Rows from a pointing dataset
===============

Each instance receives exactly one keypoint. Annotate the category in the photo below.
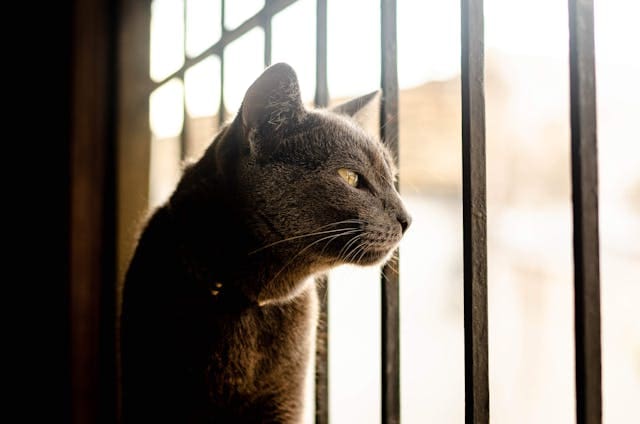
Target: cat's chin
(374, 257)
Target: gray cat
(220, 305)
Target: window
(203, 56)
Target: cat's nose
(405, 220)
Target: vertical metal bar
(322, 91)
(221, 110)
(266, 26)
(389, 278)
(322, 338)
(184, 137)
(584, 171)
(474, 214)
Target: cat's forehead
(344, 134)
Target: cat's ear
(353, 107)
(273, 100)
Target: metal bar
(584, 171)
(322, 337)
(271, 8)
(221, 109)
(266, 25)
(322, 91)
(389, 278)
(474, 214)
(184, 136)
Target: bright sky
(428, 45)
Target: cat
(220, 304)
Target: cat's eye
(349, 176)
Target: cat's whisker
(315, 233)
(346, 247)
(332, 237)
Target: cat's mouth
(373, 256)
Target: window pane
(164, 169)
(236, 12)
(202, 87)
(431, 273)
(166, 109)
(203, 25)
(167, 38)
(294, 42)
(618, 96)
(354, 345)
(531, 331)
(243, 63)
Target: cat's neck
(216, 249)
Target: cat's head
(313, 184)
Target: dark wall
(69, 247)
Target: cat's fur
(219, 305)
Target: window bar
(185, 114)
(322, 337)
(474, 214)
(584, 171)
(390, 278)
(266, 26)
(227, 37)
(221, 108)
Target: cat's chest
(262, 346)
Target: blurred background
(167, 113)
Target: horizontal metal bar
(271, 8)
(474, 214)
(584, 166)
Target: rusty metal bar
(584, 171)
(390, 279)
(322, 338)
(474, 214)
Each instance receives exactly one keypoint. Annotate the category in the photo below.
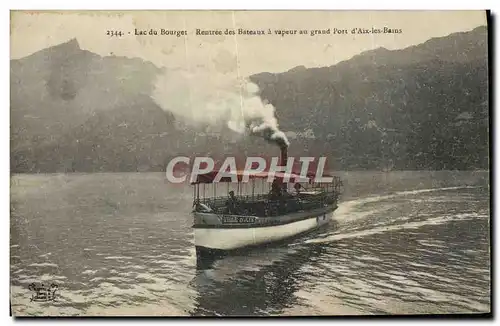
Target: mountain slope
(423, 107)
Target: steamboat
(258, 212)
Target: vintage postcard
(249, 163)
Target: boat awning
(292, 177)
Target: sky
(235, 54)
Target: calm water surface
(122, 244)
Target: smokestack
(284, 155)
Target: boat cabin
(260, 198)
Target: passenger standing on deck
(232, 203)
(298, 188)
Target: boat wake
(352, 211)
(409, 225)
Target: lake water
(122, 244)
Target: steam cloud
(208, 98)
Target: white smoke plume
(207, 98)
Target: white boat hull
(234, 238)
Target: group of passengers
(278, 194)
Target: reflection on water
(122, 244)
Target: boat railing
(264, 205)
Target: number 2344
(115, 33)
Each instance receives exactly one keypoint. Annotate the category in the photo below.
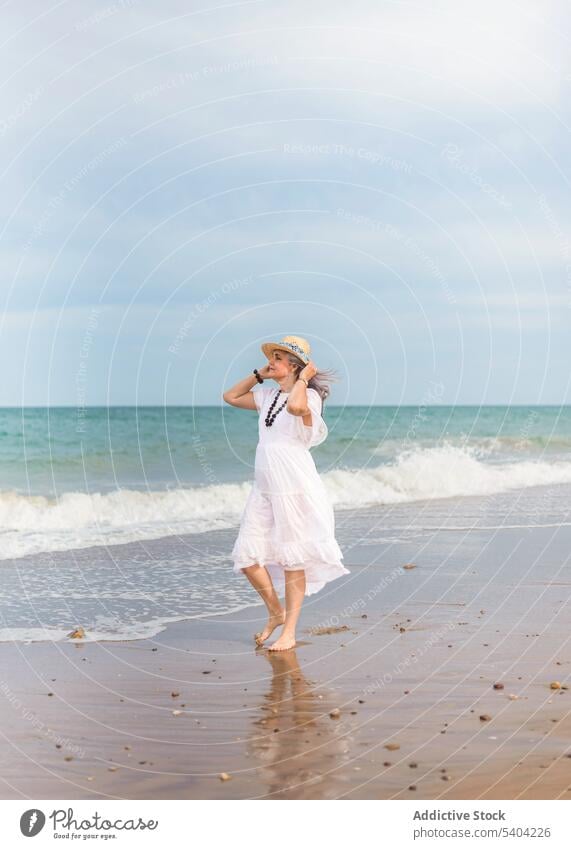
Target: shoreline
(408, 659)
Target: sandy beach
(389, 693)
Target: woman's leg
(295, 592)
(260, 579)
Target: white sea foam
(32, 524)
(439, 472)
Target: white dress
(288, 521)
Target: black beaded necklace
(270, 415)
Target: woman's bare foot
(283, 642)
(272, 624)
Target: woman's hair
(320, 381)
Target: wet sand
(405, 660)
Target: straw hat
(292, 344)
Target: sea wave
(33, 524)
(440, 472)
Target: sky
(183, 182)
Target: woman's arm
(297, 401)
(240, 395)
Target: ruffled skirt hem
(320, 560)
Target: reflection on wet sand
(298, 748)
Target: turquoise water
(73, 487)
(51, 451)
(71, 479)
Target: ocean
(78, 484)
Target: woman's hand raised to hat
(265, 371)
(309, 371)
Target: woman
(287, 529)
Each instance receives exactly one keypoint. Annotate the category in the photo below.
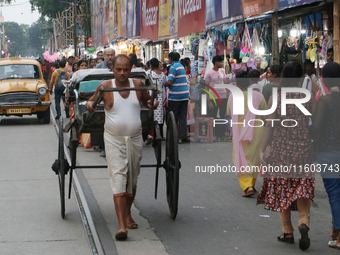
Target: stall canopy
(220, 12)
(190, 17)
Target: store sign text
(151, 16)
(189, 6)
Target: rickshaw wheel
(61, 174)
(172, 165)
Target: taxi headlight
(42, 91)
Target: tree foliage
(15, 38)
(27, 40)
(50, 8)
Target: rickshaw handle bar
(99, 97)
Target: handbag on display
(202, 45)
(221, 47)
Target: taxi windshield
(19, 71)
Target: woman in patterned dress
(157, 74)
(290, 150)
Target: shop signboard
(123, 15)
(150, 15)
(106, 28)
(291, 3)
(133, 18)
(164, 8)
(218, 12)
(191, 17)
(173, 17)
(257, 7)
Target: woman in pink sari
(246, 137)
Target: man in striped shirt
(178, 94)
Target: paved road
(213, 218)
(30, 221)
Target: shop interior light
(122, 46)
(293, 33)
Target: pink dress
(190, 112)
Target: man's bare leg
(120, 206)
(130, 223)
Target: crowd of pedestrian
(253, 146)
(291, 147)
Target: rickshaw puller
(123, 138)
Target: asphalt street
(212, 217)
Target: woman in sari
(291, 189)
(247, 138)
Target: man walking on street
(123, 138)
(109, 55)
(57, 76)
(178, 94)
(69, 65)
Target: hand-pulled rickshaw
(78, 90)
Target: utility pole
(275, 38)
(336, 31)
(75, 28)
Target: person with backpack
(56, 82)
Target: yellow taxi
(23, 90)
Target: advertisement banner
(173, 17)
(129, 18)
(191, 17)
(133, 18)
(106, 28)
(93, 7)
(256, 7)
(100, 22)
(123, 14)
(164, 8)
(290, 3)
(150, 14)
(117, 20)
(137, 18)
(111, 21)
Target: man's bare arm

===============

**The exercise**. Except for the pictures, copy every line of the records above exactly.

**Output of the exercise**.
Each instance receives exactly one keypoint. Annotate the category in the photo below.
Target: cat's chin
(374, 257)
Target: gray cat
(220, 305)
Target: window
(203, 56)
Target: cat's nose
(405, 220)
Target: vertical metal bar
(322, 91)
(221, 110)
(266, 26)
(389, 278)
(322, 338)
(184, 137)
(584, 171)
(474, 214)
Target: cat's forehead
(344, 134)
Target: cat's ear
(353, 107)
(273, 100)
Target: metal bar
(584, 171)
(322, 337)
(271, 8)
(221, 109)
(266, 25)
(322, 91)
(389, 278)
(474, 214)
(184, 136)
Target: bright sky
(428, 45)
Target: cat
(220, 304)
Target: cat's eye
(349, 176)
Target: cat's whisker
(315, 233)
(346, 247)
(332, 237)
Target: cat's mouth
(373, 256)
Target: window pane
(164, 169)
(236, 12)
(202, 87)
(431, 273)
(166, 109)
(203, 25)
(167, 38)
(294, 42)
(618, 96)
(354, 345)
(531, 331)
(243, 63)
Target: cat's neck
(216, 249)
Target: cat's head
(313, 184)
Target: dark wall
(69, 247)
Target: cat's fur
(219, 305)
Target: window bar
(185, 114)
(322, 337)
(474, 214)
(584, 171)
(390, 278)
(266, 26)
(227, 37)
(221, 108)
Target: cat's chest
(262, 346)
Target: blurred background
(167, 113)
Target: horizontal metal bar
(271, 8)
(474, 214)
(584, 166)
Target: rusty metal bar
(584, 171)
(390, 279)
(322, 338)
(474, 214)
Each instance receives exactly one keypoint. Annotate the category in the photo below.
Target: mountain slope
(423, 107)
Target: steamboat
(258, 212)
Target: vintage postcard
(249, 163)
Target: boat awning
(292, 177)
Target: sky
(235, 54)
Target: calm water surface
(122, 244)
Target: smokestack
(284, 155)
Target: boat cabin
(260, 198)
Target: passenger standing on deck
(232, 203)
(298, 188)
Target: boat wake
(352, 211)
(409, 225)
Target: lake water
(122, 244)
Target: steam cloud
(208, 98)
Target: white smoke plume
(207, 98)
Target: white boat hull
(234, 238)
Target: group of passengers
(278, 194)
Target: reflection on water
(122, 244)
Target: boat railing
(264, 205)
Target: number 2344
(115, 33)
Each instance receives exactly one keypoint. Annotate the category in the photo below.
Target: shoreline
(408, 659)
Target: sandy beach
(389, 693)
Target: woman's leg
(295, 592)
(260, 579)
Target: white sea foam
(32, 524)
(439, 472)
Target: white dress
(288, 521)
Target: black beaded necklace
(270, 415)
Target: woman's bare foot
(283, 642)
(272, 624)
Target: woman's hair
(320, 381)
Target: wet sand
(405, 660)
Target: straw hat
(292, 344)
Target: sea wave
(33, 524)
(440, 472)
Target: sky
(183, 182)
Target: woman's arm
(297, 401)
(240, 395)
Target: ruffled skirt hem
(320, 560)
Target: reflection on wet sand
(298, 748)
Target: turquoise water
(73, 487)
(51, 451)
(71, 479)
Target: ocean
(78, 484)
Target: woman's hand raised to hat
(265, 371)
(309, 371)
Target: woman
(287, 529)
Each instance receives exactly one keypoint. Annotate the category in the photo below.
Target: stall canopy
(220, 12)
(190, 17)
Target: store sign text
(151, 16)
(189, 6)
Target: rickshaw wheel
(61, 174)
(172, 165)
Target: taxi headlight
(42, 91)
Target: tree foliage
(15, 38)
(27, 40)
(50, 8)
Target: rickshaw handle bar
(99, 97)
Target: handbag on display
(202, 45)
(221, 47)
Target: taxi windshield
(19, 71)
Target: woman in patterned dress
(157, 74)
(290, 150)
Target: shop signboard
(123, 15)
(150, 15)
(106, 28)
(291, 3)
(133, 18)
(164, 8)
(218, 12)
(191, 17)
(173, 17)
(257, 7)
Target: woman in pink sari
(246, 137)
Target: man in striped shirt
(178, 94)
Target: paved road
(213, 218)
(30, 221)
Target: shop interior light
(122, 46)
(293, 33)
Target: pink dress
(190, 112)
Target: man's bare leg
(120, 206)
(130, 223)
Target: crowd of pedestrian
(253, 146)
(291, 147)
Target: rickshaw puller
(123, 138)
Target: asphalt street
(212, 217)
Target: woman in sari
(291, 189)
(247, 138)
Target: man walking on street
(123, 138)
(109, 55)
(57, 76)
(178, 94)
(69, 65)
Target: hand-pulled rickshaw
(78, 90)
Target: utility pole
(275, 38)
(336, 31)
(75, 28)
Target: person with backpack
(56, 82)
Target: yellow taxi
(23, 90)
Target: advertisement banner
(173, 17)
(129, 18)
(191, 17)
(133, 18)
(106, 28)
(93, 7)
(256, 7)
(100, 22)
(123, 14)
(164, 8)
(290, 3)
(150, 14)
(117, 20)
(137, 18)
(111, 21)
Target: man's bare arm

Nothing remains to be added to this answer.